- Directive
Return the lines of the items verbatim, starting at the line that contains "Place a point on each instance of the man's arm, giving" and ending with the last line of the items, both ends included.

Location identification items

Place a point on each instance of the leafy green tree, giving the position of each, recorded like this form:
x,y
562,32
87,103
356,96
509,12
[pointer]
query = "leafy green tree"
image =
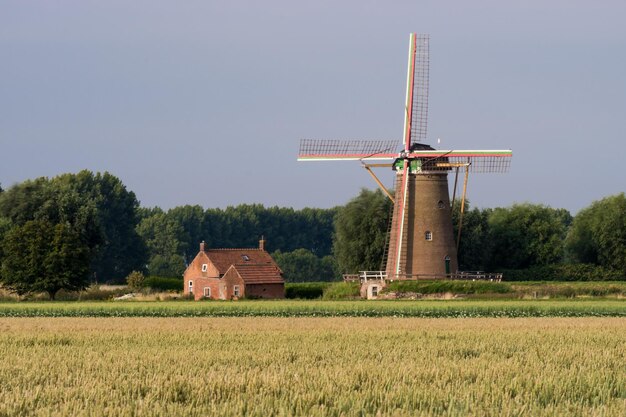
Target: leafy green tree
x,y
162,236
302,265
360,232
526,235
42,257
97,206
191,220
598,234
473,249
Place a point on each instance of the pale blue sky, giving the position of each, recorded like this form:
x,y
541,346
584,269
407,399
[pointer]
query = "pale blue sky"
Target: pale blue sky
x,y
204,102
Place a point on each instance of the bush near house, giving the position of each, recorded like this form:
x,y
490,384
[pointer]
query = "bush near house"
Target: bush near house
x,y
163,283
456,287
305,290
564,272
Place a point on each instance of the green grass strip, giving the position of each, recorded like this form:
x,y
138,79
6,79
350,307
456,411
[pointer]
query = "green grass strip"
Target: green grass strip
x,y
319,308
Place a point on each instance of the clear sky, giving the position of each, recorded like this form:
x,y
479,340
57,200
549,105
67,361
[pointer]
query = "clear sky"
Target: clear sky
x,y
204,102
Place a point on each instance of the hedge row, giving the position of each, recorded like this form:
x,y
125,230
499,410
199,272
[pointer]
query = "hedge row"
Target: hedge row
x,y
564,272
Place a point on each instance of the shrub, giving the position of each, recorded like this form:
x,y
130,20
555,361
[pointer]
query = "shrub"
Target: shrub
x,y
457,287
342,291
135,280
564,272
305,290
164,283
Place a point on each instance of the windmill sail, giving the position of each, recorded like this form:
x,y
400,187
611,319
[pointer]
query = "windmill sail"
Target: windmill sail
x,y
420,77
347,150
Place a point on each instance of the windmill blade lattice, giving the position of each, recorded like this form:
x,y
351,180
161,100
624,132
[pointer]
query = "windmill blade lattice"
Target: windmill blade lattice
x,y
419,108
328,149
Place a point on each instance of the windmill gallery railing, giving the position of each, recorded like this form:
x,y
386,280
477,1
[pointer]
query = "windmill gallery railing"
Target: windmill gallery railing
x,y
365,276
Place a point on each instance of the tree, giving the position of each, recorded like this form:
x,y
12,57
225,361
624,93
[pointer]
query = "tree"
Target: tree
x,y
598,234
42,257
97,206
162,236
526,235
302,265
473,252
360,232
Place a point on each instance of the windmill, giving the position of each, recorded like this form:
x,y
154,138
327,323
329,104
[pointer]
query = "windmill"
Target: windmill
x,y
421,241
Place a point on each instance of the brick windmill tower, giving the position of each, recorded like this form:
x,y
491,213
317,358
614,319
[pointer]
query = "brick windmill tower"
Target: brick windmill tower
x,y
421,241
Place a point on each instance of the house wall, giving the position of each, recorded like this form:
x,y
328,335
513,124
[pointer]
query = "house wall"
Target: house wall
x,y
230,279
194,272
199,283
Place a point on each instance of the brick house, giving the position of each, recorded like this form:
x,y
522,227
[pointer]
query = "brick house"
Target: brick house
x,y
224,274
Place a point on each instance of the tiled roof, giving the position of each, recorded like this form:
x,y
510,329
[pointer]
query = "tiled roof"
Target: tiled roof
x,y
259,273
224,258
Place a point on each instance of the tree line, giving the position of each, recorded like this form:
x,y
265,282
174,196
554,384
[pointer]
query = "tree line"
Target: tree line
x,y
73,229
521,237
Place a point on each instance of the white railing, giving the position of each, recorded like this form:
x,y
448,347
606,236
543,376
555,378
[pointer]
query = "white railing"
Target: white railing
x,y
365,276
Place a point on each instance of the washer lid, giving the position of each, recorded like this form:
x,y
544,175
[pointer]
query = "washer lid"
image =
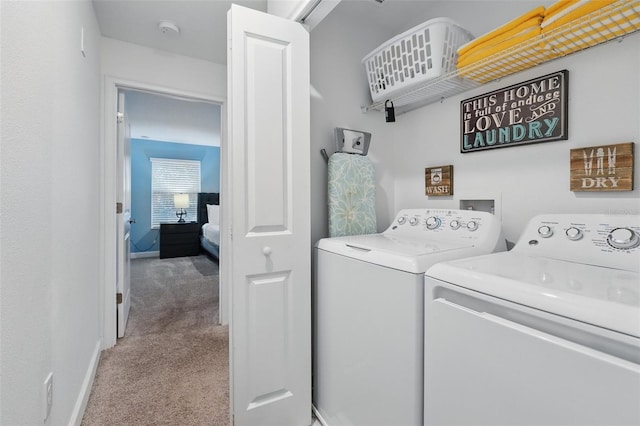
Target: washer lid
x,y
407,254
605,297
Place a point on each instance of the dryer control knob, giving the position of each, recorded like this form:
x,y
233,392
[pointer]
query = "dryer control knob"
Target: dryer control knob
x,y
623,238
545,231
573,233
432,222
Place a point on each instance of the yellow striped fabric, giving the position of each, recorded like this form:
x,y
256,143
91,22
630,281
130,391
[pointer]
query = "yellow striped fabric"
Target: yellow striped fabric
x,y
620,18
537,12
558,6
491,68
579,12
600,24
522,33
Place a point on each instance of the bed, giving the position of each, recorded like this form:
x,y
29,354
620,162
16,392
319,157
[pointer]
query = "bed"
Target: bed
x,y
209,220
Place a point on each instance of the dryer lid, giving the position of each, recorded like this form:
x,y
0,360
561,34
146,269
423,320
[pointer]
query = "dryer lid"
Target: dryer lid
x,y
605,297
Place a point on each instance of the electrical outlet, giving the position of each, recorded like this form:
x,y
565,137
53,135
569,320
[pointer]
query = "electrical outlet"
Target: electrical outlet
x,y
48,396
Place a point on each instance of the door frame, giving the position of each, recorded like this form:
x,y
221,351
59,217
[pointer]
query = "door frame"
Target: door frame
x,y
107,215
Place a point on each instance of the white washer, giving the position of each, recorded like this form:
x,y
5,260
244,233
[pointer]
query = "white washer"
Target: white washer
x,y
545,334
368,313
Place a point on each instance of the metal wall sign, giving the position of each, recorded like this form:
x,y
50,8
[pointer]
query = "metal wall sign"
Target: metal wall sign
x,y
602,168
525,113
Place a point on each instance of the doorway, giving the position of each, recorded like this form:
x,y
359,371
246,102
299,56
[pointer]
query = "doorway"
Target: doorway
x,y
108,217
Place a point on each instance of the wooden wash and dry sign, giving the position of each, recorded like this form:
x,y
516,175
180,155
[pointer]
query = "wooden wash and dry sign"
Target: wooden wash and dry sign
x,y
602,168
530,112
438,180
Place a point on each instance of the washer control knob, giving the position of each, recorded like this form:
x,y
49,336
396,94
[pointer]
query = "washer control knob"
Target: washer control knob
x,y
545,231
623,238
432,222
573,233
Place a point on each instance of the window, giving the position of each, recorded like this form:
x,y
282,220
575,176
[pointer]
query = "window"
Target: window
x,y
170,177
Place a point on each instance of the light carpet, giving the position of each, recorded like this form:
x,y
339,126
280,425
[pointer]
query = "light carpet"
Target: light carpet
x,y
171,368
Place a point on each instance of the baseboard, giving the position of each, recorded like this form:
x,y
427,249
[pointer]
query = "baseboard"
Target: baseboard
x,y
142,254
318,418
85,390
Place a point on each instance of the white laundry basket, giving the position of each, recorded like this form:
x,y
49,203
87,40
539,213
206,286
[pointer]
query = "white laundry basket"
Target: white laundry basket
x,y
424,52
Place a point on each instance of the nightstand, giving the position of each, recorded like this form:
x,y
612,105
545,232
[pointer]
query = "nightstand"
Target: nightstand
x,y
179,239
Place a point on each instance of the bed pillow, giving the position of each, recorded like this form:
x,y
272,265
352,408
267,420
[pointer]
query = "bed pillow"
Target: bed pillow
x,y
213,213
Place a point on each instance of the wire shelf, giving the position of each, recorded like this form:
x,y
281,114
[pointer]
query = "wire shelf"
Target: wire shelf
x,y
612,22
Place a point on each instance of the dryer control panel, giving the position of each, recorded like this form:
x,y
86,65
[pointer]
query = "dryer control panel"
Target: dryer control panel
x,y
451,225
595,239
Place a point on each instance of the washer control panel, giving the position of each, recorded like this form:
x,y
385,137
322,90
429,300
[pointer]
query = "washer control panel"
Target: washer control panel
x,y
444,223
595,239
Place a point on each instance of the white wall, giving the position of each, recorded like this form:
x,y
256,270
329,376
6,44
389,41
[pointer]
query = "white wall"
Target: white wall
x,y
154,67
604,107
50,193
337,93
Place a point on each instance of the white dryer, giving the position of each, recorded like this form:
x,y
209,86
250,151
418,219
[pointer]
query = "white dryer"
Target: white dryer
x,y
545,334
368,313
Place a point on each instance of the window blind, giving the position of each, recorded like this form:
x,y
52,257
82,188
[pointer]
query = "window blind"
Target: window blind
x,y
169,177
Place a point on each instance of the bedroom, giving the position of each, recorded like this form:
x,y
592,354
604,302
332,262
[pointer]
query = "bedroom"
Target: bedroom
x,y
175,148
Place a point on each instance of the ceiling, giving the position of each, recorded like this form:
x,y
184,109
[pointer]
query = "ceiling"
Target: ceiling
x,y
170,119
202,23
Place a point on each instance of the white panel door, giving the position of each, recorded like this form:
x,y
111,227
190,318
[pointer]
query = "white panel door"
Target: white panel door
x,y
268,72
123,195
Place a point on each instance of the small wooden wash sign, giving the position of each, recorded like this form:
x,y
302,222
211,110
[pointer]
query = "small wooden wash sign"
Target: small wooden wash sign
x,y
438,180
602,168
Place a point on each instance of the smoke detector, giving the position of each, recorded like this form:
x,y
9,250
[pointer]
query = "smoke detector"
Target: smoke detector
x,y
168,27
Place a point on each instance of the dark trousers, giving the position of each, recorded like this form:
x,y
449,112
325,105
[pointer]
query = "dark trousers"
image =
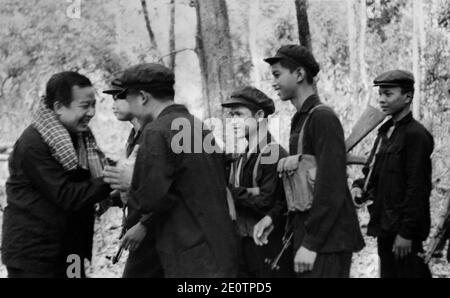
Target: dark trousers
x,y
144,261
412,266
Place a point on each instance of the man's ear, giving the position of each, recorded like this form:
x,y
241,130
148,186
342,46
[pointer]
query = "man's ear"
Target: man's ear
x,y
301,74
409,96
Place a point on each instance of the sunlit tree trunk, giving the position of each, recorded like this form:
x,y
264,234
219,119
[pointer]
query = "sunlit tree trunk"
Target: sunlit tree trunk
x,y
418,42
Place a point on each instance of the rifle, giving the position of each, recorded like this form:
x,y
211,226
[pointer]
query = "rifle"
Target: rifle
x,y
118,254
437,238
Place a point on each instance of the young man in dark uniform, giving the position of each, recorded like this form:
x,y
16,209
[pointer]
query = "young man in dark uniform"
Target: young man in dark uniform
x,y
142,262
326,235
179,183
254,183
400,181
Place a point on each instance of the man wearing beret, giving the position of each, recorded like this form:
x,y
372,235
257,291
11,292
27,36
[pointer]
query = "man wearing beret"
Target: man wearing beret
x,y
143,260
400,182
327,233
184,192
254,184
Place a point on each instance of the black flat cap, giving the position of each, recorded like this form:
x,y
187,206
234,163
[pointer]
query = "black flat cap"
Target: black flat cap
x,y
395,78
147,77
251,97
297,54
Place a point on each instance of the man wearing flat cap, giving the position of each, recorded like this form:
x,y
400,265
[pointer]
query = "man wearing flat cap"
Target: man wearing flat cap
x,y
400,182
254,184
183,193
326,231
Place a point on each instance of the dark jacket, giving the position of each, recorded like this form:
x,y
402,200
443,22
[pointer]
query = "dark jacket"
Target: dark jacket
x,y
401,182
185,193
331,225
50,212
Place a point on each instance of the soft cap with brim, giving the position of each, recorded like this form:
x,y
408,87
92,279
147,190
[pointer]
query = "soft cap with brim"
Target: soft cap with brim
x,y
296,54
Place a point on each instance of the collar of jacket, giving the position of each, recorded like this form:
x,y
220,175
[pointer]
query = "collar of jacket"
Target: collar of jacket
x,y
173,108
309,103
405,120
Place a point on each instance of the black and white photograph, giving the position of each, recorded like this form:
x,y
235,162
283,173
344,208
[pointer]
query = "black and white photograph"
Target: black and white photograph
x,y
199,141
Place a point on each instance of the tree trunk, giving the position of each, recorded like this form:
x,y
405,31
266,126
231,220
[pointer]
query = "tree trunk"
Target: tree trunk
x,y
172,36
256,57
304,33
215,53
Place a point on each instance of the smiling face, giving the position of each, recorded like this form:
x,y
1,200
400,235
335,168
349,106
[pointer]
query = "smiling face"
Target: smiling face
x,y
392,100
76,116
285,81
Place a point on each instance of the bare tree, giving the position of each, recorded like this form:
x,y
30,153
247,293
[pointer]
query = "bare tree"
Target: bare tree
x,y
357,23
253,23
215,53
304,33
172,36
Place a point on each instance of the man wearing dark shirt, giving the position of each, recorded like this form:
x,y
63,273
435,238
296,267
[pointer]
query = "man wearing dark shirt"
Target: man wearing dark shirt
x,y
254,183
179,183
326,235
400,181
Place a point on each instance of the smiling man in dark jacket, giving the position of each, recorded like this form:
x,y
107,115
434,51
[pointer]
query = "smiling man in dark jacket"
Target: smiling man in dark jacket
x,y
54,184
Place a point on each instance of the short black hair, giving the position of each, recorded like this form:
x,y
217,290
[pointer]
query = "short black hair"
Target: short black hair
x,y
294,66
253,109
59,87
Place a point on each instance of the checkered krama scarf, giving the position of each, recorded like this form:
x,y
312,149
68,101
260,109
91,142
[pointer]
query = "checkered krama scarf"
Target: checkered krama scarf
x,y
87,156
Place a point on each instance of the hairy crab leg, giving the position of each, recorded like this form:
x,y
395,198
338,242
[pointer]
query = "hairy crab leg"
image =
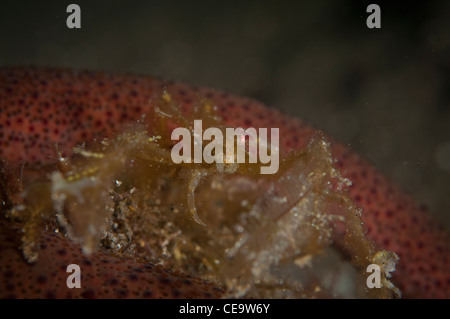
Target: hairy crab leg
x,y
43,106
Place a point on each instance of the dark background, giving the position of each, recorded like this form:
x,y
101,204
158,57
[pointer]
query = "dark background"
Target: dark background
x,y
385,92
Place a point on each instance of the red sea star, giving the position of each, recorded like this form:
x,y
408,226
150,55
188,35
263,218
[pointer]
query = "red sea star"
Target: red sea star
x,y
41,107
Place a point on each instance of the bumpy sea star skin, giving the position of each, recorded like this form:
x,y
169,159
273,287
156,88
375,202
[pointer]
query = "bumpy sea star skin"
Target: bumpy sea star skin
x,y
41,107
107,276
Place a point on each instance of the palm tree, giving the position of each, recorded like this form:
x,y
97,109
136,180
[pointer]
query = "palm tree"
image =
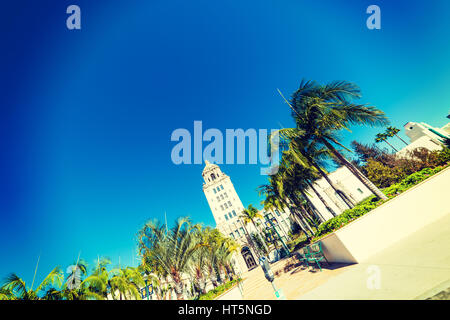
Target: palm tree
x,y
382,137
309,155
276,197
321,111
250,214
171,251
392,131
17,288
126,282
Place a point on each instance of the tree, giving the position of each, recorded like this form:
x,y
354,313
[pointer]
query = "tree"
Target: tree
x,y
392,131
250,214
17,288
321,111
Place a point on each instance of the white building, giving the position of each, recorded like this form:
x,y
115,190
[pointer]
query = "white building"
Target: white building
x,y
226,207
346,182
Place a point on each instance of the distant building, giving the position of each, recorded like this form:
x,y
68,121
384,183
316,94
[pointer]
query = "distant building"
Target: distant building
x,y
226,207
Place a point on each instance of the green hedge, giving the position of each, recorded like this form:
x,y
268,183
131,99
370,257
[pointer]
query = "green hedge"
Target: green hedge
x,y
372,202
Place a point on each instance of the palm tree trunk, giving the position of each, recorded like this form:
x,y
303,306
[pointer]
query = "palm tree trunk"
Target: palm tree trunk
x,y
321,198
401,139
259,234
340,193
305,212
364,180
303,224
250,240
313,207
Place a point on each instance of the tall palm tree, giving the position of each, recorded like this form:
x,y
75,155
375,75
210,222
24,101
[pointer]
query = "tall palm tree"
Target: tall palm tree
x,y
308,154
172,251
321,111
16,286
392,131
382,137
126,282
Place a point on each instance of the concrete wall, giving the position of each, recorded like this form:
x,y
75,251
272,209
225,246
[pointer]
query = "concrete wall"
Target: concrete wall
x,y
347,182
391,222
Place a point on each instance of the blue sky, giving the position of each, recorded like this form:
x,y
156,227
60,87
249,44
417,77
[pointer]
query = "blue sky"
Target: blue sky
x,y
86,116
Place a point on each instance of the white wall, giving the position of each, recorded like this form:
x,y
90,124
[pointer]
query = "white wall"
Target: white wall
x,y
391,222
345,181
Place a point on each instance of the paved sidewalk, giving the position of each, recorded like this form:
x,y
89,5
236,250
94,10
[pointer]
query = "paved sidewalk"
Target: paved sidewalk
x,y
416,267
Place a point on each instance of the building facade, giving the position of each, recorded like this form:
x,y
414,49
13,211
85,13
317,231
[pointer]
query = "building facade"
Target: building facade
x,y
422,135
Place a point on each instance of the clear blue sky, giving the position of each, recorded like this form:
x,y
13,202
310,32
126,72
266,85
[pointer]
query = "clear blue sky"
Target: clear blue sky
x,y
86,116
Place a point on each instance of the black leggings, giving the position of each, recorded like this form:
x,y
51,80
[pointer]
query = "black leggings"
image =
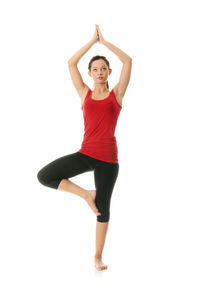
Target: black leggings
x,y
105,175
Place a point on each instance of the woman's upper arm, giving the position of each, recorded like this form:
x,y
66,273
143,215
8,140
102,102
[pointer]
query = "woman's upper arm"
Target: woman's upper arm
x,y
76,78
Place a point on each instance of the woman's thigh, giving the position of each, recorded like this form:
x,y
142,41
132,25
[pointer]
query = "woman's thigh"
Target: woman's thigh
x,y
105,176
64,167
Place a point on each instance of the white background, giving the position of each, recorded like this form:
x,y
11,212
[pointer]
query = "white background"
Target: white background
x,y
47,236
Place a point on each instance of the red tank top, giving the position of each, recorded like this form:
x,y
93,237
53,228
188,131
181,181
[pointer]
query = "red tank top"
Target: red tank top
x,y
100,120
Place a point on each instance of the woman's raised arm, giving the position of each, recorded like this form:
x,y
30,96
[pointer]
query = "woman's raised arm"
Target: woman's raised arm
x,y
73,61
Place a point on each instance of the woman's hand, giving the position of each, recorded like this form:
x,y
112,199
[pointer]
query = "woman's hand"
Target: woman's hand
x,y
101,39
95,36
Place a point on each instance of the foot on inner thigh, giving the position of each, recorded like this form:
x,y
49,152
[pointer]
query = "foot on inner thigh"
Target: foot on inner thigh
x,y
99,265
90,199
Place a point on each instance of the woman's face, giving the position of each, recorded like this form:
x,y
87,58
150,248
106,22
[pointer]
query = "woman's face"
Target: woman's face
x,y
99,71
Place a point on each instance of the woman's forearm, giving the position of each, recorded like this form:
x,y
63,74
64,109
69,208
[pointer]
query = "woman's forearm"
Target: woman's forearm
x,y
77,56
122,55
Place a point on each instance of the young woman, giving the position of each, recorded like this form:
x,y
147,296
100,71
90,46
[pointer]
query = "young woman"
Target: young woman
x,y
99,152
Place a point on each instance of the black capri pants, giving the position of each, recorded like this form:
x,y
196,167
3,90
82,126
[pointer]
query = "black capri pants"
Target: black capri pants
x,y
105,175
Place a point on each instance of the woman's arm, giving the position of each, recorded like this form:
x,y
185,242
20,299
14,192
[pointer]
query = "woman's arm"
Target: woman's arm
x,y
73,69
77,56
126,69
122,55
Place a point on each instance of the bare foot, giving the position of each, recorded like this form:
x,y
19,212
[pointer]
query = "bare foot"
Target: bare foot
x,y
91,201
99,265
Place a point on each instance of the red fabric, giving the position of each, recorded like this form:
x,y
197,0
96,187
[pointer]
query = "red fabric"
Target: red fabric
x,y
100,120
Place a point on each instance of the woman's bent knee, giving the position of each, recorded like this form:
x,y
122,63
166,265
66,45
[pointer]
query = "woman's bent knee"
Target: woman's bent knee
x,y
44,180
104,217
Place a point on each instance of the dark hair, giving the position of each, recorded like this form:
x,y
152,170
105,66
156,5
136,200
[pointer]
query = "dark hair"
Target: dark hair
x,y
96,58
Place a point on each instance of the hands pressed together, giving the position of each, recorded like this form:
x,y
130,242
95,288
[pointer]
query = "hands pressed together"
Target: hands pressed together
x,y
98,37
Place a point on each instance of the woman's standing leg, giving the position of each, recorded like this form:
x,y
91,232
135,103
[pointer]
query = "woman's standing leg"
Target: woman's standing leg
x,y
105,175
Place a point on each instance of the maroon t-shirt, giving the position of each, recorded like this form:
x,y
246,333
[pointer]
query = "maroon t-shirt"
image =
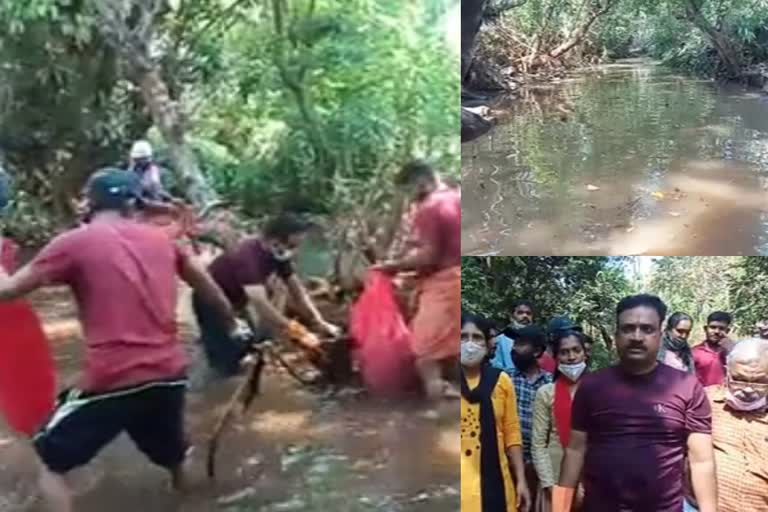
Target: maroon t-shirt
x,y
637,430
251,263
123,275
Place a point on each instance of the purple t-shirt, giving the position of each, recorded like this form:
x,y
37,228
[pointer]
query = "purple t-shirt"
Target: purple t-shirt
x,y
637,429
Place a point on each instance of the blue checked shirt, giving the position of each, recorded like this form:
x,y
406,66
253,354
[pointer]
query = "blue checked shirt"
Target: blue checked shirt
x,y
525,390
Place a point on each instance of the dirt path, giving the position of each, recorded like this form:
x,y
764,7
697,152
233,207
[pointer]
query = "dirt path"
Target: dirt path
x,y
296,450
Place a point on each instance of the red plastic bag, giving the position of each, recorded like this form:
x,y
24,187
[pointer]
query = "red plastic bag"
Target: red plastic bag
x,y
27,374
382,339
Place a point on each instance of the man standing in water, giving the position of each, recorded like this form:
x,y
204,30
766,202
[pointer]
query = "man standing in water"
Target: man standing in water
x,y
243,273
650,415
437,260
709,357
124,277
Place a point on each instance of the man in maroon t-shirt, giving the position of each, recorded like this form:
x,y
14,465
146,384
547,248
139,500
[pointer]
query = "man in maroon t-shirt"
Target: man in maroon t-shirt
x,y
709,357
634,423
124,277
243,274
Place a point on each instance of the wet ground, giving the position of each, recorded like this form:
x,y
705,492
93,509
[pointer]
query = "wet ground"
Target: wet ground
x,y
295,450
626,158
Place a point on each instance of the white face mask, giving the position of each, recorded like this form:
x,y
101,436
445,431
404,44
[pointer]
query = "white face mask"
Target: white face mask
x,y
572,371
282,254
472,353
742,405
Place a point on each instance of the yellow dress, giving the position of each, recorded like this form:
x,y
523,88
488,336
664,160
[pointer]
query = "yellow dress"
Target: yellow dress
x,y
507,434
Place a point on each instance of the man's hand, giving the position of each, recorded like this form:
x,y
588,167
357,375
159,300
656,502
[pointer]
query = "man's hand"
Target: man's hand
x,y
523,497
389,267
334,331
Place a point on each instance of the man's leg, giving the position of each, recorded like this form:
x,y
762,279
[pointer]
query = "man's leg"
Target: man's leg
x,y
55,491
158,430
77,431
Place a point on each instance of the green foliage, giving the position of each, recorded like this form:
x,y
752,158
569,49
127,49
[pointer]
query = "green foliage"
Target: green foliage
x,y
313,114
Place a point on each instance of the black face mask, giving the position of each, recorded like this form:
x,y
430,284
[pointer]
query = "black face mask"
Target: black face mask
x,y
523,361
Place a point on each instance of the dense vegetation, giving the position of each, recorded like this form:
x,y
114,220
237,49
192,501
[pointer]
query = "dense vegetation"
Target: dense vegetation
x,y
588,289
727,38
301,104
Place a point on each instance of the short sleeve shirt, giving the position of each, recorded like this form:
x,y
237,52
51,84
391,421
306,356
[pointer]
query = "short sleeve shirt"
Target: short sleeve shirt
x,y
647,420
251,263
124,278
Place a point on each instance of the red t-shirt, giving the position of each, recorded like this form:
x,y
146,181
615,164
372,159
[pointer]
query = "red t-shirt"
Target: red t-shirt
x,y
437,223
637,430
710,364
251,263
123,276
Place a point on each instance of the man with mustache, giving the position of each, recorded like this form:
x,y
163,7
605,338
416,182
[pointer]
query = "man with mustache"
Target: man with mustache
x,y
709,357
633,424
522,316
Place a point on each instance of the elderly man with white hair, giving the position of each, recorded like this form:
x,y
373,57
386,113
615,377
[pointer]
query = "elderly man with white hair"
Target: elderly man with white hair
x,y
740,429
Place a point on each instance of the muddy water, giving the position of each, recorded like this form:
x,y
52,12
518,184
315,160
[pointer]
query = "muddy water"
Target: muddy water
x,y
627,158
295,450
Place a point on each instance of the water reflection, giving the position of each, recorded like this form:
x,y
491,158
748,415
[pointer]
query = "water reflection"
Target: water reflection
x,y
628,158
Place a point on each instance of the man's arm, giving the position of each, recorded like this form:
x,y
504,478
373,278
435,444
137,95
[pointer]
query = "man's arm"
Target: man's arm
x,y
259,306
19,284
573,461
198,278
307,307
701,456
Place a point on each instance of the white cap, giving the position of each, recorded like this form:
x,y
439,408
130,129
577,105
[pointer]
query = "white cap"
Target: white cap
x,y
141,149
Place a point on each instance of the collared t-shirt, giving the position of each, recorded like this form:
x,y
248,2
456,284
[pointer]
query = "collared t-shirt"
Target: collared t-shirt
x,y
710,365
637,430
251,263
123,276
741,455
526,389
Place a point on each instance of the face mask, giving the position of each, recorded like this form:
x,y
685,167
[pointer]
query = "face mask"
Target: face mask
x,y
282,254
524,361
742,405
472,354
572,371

- Answer to the exercise
Place a point on each instance of the man's arm, giving the position of each, recorded like this form:
x,y
504,478
373,278
435,444
137,95
[pointer]
query = "man's arm"
Target: man's arm
x,y
259,306
19,284
573,461
198,278
307,307
701,456
Place a point on each instance of the white cap, giving the position of each, recorded like this form:
x,y
439,408
130,129
577,105
[pointer]
query = "white cap"
Target: white cap
x,y
141,149
Place a point on each instance of the collared t-shirt, giving the position of each, recorded like this form:
x,y
248,2
456,284
[pointer]
query = "collared t-shirt"
Target: collared t-shirt
x,y
710,365
637,430
251,263
123,276
741,455
526,389
Place a point on each instance of the face mask, giving the position of each, recorded like this form:
x,y
685,167
[pointer]
query = "face mask"
Target: face mask
x,y
282,254
524,361
742,405
472,354
572,371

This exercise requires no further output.